**Passage to read**:
• • • •

Today I was a bit late picking up my niece from school so I was in a bit of a hurry. Well, through the tender mercies of The Lord, I was only stopped by one red light and the traffic was very light. I got to her school while obeying all traffic laws in five minutes when it usually takes eight to nine with stop lights and all. I got there just as she was walking out of the school. She got in the car and off we went. Perfect timing to do two errands that NEEDED to be done before I got my other kids from school. Those errands were completed in the perfect amount of time and I got to the elementary school just in time for the bell and to get the kids. All things aligned perfectly and I know The Lord was helping. Would it have made a huge difference time wise for the kids? No. Would anyone have died or been seriously injured? Probably not. Would my day have been upset and then would I have maybe taken it out on others? Probably. Very grateful for tender mercies.

God Loves You!

Heather

Tuesday, December 17, 2013

Another Tuesday

Mortality is a fragile thing. The Lord has reminded me of this a lot as of late. We are here for a fleeting moment it seems. But with this realization I am so grateful for the peace that The Lord speaks to my heart today that this is not the end. Relationships go on and continue after our mortal life has ended. We will see those we love again and we will also get to know better those who are gone that we never gotten the chance to be with. Those relations who had their moment on the stage of life before we got ours. How joyful that will be! The family reunions on the other side will be awesome. There is life, there is hope and there is a true and loving God. I know this to be true with all my heart.

God Loves You!

• • • •

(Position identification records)
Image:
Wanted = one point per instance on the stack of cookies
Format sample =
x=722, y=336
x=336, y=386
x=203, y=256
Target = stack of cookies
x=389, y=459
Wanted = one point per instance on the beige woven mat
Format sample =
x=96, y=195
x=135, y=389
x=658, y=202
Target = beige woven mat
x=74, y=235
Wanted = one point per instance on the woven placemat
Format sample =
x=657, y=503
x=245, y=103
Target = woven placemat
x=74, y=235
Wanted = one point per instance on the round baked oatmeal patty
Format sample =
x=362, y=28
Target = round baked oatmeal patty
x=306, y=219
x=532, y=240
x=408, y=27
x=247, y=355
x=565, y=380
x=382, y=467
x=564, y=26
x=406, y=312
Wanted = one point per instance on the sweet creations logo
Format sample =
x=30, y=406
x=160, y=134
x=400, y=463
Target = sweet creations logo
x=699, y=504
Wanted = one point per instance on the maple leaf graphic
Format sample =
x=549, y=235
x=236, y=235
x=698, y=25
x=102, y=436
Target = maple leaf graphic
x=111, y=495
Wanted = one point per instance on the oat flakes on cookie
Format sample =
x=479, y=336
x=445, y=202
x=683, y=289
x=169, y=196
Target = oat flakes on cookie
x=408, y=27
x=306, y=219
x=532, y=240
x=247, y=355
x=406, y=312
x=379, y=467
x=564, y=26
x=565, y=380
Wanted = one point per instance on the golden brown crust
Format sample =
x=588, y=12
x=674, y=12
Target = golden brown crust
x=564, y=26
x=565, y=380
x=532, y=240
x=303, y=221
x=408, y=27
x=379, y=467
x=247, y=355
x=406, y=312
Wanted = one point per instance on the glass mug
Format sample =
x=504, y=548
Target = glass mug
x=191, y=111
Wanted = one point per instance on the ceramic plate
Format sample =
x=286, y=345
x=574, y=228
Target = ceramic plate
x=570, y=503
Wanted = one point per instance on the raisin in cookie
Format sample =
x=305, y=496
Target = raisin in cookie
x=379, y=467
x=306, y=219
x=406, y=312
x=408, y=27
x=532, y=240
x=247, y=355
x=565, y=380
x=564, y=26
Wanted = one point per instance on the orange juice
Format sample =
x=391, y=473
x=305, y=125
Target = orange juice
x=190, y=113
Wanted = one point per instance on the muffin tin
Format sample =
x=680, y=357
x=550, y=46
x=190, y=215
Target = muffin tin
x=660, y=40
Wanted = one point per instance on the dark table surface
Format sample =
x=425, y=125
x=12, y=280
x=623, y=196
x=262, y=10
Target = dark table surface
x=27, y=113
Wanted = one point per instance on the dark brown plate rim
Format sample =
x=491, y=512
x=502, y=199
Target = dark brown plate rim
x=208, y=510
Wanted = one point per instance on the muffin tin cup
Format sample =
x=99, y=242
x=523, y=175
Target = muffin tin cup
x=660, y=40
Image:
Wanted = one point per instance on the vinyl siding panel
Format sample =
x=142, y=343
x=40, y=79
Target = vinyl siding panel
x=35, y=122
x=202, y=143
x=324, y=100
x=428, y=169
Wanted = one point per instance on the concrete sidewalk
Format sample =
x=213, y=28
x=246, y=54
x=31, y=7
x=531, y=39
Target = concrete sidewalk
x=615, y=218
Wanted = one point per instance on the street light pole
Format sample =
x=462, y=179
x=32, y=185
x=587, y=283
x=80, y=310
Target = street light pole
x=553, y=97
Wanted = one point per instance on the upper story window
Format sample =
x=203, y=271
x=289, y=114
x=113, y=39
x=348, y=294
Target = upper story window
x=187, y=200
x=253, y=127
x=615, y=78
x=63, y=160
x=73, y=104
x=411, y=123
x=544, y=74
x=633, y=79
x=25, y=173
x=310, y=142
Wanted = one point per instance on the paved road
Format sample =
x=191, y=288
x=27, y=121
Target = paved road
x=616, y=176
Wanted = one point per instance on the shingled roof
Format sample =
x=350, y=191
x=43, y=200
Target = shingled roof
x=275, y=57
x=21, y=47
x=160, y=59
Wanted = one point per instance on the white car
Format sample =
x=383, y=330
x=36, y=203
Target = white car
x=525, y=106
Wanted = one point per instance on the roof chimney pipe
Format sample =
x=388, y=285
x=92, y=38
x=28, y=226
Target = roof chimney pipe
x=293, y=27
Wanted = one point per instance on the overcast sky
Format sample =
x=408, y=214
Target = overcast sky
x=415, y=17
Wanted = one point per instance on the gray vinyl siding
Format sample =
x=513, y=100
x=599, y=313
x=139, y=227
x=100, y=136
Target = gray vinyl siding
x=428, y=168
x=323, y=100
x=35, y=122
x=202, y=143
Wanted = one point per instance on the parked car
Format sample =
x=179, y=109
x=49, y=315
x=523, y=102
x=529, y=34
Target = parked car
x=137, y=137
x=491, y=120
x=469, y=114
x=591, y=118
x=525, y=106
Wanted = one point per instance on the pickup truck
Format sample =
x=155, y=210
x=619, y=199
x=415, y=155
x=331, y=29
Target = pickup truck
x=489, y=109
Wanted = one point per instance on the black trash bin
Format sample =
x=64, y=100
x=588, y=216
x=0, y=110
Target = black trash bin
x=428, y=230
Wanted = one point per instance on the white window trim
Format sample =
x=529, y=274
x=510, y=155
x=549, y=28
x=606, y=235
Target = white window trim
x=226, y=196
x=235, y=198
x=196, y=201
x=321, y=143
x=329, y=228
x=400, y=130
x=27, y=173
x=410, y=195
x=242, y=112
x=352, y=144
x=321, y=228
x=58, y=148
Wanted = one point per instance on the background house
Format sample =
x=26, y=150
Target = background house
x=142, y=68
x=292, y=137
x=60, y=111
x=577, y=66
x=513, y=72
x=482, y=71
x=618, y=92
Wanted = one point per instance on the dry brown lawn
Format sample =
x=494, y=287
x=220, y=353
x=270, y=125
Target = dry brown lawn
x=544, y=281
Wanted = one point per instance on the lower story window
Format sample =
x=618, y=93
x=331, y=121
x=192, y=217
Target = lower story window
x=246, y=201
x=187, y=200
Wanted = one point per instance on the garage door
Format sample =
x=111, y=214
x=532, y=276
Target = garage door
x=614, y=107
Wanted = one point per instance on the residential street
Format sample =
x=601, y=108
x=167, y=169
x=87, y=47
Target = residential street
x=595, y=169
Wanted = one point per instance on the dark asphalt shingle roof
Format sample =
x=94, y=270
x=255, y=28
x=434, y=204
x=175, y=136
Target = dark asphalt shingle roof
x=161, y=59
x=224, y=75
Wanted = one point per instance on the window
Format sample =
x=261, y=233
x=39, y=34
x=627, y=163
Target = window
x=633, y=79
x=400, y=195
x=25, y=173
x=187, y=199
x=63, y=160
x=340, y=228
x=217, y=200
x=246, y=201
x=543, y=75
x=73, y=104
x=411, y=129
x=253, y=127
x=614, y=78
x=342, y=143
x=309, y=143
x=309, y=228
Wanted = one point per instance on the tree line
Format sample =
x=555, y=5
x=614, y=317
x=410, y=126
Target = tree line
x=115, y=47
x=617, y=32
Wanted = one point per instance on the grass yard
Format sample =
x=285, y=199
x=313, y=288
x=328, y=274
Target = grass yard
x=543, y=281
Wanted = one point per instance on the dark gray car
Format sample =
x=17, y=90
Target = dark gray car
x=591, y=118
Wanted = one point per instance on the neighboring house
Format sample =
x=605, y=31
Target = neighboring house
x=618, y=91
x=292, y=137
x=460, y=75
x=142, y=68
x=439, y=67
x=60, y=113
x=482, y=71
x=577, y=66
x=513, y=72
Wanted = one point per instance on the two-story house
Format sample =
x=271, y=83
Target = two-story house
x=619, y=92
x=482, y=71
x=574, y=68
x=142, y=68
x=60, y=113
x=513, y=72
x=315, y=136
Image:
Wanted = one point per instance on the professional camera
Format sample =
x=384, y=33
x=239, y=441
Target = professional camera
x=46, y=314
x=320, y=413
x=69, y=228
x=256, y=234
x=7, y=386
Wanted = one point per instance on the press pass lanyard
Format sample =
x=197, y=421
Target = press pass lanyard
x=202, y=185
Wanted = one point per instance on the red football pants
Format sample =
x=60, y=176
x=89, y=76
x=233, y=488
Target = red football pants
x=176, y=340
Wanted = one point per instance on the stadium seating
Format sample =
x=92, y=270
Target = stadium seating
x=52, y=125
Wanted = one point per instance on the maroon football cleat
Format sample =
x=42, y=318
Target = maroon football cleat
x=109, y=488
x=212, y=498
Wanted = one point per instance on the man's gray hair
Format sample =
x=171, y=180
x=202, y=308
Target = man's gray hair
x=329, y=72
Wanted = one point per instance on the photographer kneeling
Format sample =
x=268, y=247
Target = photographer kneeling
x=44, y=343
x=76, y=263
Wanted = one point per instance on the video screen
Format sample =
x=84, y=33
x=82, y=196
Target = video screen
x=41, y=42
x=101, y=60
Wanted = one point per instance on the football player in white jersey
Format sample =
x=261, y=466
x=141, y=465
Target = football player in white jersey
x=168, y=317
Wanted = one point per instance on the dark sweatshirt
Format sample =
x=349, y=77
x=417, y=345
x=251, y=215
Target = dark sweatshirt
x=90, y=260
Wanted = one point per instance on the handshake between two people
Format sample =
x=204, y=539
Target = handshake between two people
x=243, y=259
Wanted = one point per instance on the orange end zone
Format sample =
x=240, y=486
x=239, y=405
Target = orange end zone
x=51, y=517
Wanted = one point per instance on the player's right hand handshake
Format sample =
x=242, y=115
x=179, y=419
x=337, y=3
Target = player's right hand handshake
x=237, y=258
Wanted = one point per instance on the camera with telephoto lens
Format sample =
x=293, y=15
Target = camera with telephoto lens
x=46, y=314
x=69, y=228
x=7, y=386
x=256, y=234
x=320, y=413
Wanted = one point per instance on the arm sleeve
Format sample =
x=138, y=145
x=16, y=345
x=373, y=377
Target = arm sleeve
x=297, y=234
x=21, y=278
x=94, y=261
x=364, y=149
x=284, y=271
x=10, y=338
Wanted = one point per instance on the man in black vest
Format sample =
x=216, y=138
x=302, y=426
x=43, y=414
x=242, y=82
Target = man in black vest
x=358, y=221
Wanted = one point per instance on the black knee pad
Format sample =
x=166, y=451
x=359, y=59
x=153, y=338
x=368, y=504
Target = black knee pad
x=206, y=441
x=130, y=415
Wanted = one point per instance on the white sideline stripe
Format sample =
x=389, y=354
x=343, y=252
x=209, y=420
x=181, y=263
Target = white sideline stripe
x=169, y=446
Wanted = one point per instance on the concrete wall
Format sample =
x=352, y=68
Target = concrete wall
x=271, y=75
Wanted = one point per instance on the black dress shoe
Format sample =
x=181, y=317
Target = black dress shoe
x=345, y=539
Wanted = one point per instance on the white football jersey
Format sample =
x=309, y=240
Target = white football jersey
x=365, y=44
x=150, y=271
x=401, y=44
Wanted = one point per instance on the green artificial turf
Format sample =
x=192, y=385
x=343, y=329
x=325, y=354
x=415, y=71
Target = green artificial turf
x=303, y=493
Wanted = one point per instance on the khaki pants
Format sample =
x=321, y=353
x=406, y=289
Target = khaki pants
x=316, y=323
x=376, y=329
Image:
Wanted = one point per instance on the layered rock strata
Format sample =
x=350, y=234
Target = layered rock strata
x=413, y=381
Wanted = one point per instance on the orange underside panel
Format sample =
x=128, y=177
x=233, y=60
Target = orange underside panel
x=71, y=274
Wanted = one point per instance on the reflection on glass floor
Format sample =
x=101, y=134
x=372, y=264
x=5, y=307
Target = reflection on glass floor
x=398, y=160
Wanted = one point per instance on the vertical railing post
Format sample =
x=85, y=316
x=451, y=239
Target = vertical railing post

• • • •

**Aim 1**:
Using the blog post, explain in one to three sentences why the writer felt it mattered that the pickups and errands lined up so well.
**Aim 2**:
Please resize the rows, beginning at the line that has "Wanted = one point per instance on the orange underside" and stopping after the last line of the rows. Rewrite every line, requests included, multiplying each answer coordinate by 1.35 and rounding to whole numbers with halves rounded up, and return only those lines.
These rows are unrelated to the blog post.

**Exercise response 1**:
The writer admits the timing would not have made a huge difference for the kids and that no one would probably have been hurt. However, the day would probably have been upset, and the writer might then have taken it out on others.

**Exercise response 2**:
Wanted = one point per instance on the orange underside panel
Format sample =
x=128, y=177
x=233, y=60
Target = orange underside panel
x=96, y=370
Wanted = one point per instance on the reflection on glass floor
Format sample =
x=101, y=134
x=372, y=264
x=5, y=307
Target = reflection on glass floor
x=537, y=216
Wanted = one point per instance on the vertical railing post
Format sample =
x=85, y=316
x=451, y=239
Target = vertical railing post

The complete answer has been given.